> [Stated task]: In the listing, starting at the line containing "Return one point per instance of the dried" and ending at the line containing "Target: delicate green foliage", switch each occurrence of "thin green stem" to "slender green stem". Reproduce only those lines, with everything else left unchanged.

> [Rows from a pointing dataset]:
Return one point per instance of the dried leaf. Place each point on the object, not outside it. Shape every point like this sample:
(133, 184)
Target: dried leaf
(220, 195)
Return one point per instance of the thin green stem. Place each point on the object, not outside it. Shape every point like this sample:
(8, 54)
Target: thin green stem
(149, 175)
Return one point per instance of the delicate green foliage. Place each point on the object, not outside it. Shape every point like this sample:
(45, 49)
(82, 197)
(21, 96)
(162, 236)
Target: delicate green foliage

...

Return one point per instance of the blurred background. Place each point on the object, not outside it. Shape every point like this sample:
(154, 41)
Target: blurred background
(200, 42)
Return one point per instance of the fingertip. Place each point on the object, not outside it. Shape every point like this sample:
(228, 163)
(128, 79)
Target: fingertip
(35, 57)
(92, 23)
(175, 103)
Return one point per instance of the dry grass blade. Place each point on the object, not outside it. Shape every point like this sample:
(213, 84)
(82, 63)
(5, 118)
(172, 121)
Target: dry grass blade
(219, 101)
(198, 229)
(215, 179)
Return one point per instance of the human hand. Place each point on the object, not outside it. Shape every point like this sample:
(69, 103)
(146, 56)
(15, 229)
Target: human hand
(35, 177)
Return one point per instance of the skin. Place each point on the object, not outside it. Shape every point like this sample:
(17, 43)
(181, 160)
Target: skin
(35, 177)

---

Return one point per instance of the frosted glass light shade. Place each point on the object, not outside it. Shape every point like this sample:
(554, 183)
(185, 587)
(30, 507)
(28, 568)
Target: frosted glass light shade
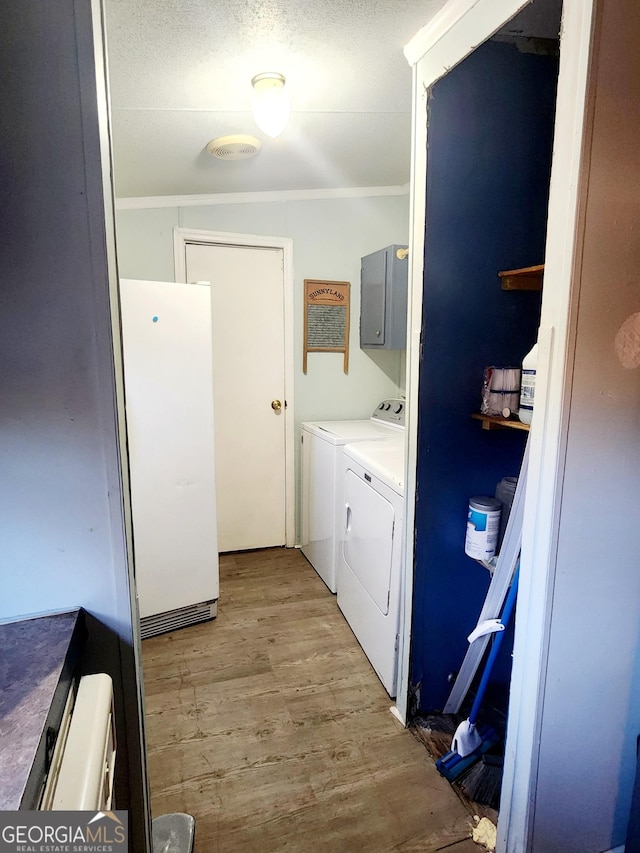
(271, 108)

> [Finished task]:
Return one point per instance of the dried leaf. Place each point on the object, not outside it. Shape every point like this sample:
(133, 184)
Target: dried leaf
(220, 195)
Return one point per instance of the slender green stem. Place each point on the object, not outside it. Shape every point like this sample:
(8, 54)
Target: slender green stem
(149, 175)
Return one point per instance of the delicate green foliage. Place each point on the object, not outside it. Shape every point like this sample:
(45, 49)
(82, 197)
(21, 96)
(162, 236)
Target: delicate green foliage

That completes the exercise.